_INSTRUCTIONS:_
A. Print the game review word for word, from "The action is" up to and including "across three Acts.".
B. For each statement below, decide whether it agrees with the game review, and answer yes or no with the deciding words from the review quoted exactly. (i) The single-player campaign contains 17 missions spread over three Acts. (ii) The player fires the gun by pulling the left trigger. (iii) On reaching the top of the building, the player must defend an antenna.

_SOURCE EXCERPT:_
You start out as Frost, who has to fight his way into the New York Stock Exchange and disrupt Russia’s technology for interrupting allied communications. From the very outset, the combat is fierce. The player as Frost has to take out a bunch of Russian troops and sweep through a bunch of enemies in rubble in order to get into the building.

One of the battles takes place inside a jewelry shop full of glass displays. That scene reminded me of the scene in the original Call of Duty 4 Modern Warfare game where a shootout takes place in a TV station full of glass monitors. The sound of gunfire and shattered glass is cacaphonous. Then you move on from one difficult firefight to the next. Once you get to the top of the building, you have to blow up an antenna and then take out a bunch of Russians on rooftops. Then you board a helicopter and have to deal with Russian Hind helicopter gunships chasing you through the skyscrapers. Then things really get hairy when your helicopter spins out of control.

The action is short, sharp, and polished for maximum drama and tension. The first scene is an example of the kind of nonstop action that the game delivers to you over and over again. Jaded veteran players might very well be bored with this kind of over-the-top game play — something that isn’t likely to happen in real life — but the experience of playing through it will leave you with that adrenaline rush. That first scene is enough combat for a movie like Saving Private Ryan, but that’s just the start for Modern Warfare 3. Altogether, the single-player campaign game has 17 missions across three Acts.

Flawless execution of familiar game play

The game play is familiar in that you point and shoot. You can auto-aim by pulling the left trigger, which focuses your gun sites on a target. Then you pull the right trigger to fire. Rinse and repeat. You do this over and over again to clear lots of enemies before they can get a bead on you.

_EXTRACTED ENTRIES:_

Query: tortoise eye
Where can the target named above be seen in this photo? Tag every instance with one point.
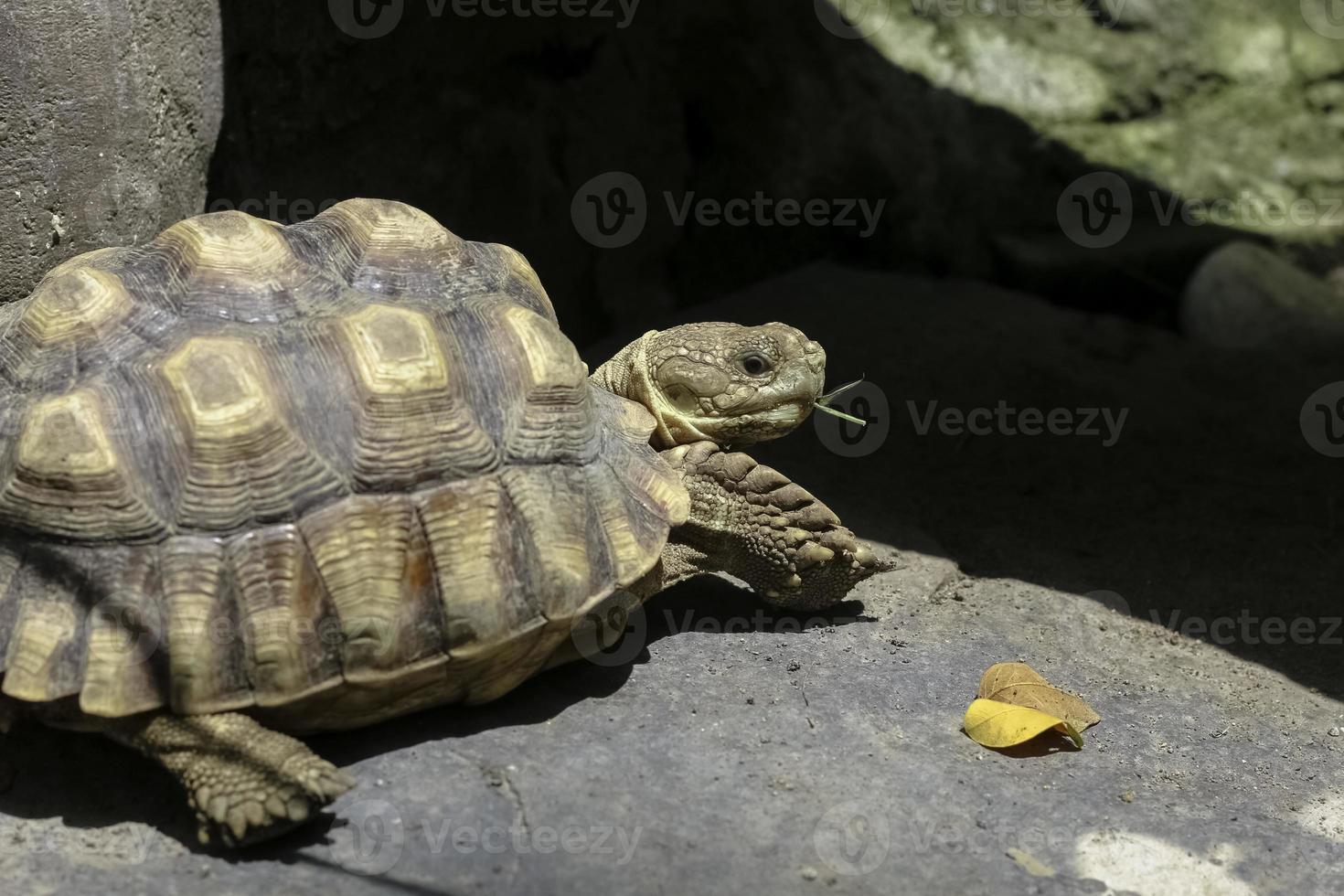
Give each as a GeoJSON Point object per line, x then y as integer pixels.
==
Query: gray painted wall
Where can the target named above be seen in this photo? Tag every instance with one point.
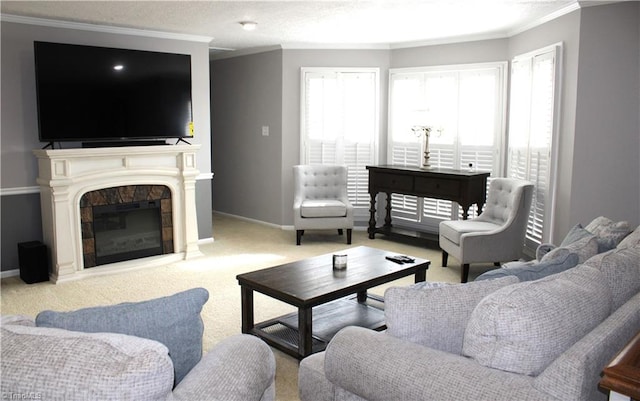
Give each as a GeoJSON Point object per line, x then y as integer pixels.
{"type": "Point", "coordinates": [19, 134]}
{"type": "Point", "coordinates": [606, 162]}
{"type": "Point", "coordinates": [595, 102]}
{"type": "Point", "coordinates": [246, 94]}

_OUTPUTS:_
A.
The action is short, sharp, and polished for maximum drama and tension. The first scene is an example of the kind of nonstop action that the game delivers to you over and over again. Jaded veteran players might very well be bored with this kind of over-the-top game play — something that isn’t likely to happen in real life — but the experience of playing through it will leave you with that adrenaline rush. That first scene is enough combat for a movie like Saving Private Ryan, but that’s just the start for Modern Warfare 3. Altogether, the single-player campaign game has 17 missions across three Acts.

B.
(i) Yes: "Altogether, the single-player campaign game has 17 missions across three Acts."
(ii) No: "Then you pull the right trigger to fire."
(iii) No: "Once you get to the top of the building, you have to blow up an antenna"